- GIVEN INSTRUCTION
List each line of the records below that contains the word "Compliance".

-- Start --

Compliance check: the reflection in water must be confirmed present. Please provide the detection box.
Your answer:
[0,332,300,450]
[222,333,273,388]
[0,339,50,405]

-- End --

- TASK OUTPUT
Compliance check: the reflection in water must be confirmed present. Please provide the detection box.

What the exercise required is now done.